Exercise passage.
= Beginning of Section =

Artificial Intelligence in Pulmonology: threat or opportunity?
March, 2022
Our world has changed drastically in the past decades with the advancement of new technologies. We have seen revolutions that can impact many different areas of our lives: self-driving cars became a reality, computers are beating world champions in chess, navigation apps show us the fastest route… All these technologies have one thing in common: artificial intelligence (AI). What is artificial intelligence? How is it used in medicine? Can pulmonology professionals benefit from the technology?
What is Artificial Intelligence?
AI is the science of making intelligent machines, more specifically intelligent software. The goal is to use this intelligence to augment the abilities of people and enable us to accomplish more and eliminate tedious and repetitive tasks.
How does a computer become intelligent? We as humans often learn from examples, from various experiences, and from repeated practice. Repeated practice and examples are key for AI as well. We expose the system to examples of behavior that we want to achieve. The system will learn from that data what to do or what output to provide in another similar case.

= End of Section =

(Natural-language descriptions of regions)
= Beginning of Section =

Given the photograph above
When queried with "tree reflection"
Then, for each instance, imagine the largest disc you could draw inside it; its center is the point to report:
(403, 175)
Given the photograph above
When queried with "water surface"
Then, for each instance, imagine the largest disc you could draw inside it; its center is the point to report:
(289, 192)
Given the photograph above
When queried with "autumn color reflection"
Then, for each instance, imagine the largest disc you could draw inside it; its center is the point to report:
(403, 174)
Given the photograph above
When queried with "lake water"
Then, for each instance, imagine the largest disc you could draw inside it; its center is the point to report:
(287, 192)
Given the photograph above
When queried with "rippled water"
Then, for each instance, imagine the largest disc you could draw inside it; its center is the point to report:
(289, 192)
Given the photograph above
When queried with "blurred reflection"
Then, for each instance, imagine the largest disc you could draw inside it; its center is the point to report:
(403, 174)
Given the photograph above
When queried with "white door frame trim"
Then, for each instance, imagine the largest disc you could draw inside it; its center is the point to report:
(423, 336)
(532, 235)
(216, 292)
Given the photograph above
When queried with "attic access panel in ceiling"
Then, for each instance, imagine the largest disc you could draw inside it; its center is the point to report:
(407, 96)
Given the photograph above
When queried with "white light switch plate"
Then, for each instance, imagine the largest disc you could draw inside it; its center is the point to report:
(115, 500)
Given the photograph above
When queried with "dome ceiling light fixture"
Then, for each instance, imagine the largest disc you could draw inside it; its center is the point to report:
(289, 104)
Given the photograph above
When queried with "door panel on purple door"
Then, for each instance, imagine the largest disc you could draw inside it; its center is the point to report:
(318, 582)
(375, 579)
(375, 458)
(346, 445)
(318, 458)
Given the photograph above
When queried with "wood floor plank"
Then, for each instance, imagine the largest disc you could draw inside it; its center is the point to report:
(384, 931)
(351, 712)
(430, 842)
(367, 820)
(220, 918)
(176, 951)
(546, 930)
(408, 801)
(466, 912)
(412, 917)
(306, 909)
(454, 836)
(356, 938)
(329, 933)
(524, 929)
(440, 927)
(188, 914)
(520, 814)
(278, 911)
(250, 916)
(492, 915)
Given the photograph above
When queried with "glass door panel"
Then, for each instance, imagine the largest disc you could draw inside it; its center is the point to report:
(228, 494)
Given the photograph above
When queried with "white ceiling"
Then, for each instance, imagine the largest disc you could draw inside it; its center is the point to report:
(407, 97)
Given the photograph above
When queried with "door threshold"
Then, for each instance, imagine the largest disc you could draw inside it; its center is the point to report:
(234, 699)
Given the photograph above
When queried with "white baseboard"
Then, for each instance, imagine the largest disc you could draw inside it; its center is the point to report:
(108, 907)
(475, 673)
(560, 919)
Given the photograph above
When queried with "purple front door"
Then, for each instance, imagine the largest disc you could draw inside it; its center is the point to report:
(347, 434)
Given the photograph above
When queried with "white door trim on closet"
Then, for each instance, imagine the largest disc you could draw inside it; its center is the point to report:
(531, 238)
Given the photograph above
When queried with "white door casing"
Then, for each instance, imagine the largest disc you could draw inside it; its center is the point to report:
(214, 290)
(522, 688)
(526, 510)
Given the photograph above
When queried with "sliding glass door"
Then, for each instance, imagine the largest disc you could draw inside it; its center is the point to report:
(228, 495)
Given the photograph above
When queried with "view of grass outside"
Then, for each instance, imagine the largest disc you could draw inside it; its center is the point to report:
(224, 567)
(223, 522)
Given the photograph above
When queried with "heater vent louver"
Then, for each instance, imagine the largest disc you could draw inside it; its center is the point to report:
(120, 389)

= End of Section =

Problem to work on.
Write out the full article on artificial intelligence in pulmonology word for word, from its title to its final sentence.

Reply to the task.
Artificial Intelligence in Pulmonology: threat or opportunity?
March, 2022
Our world has changed drastically in the past decades with the advancement of new technologies. We have seen revolutions that can impact many different areas of our lives: self-driving cars became a reality, computers are beating world champions in chess, navigation apps show us the fastest route… All these technologies have one thing in common: artificial intelligence (AI). What is artificial intelligence? How is it used in medicine? Can pulmonology professionals benefit from the technology?
What is Artificial Intelligence?
AI is the science of making intelligent machines, more specifically intelligent software. The goal is to use this intelligence to augment the abilities of people and enable us to accomplish more and eliminate tedious and repetitive tasks.
How does a computer become intelligent? We as humans often learn from examples, from various experiences, and from repeated practice. Repeated practice and examples are key for AI as well. We expose the system to examples of behavior that we want to achieve. The system will learn from that data what to do or what output to provide in another similar case.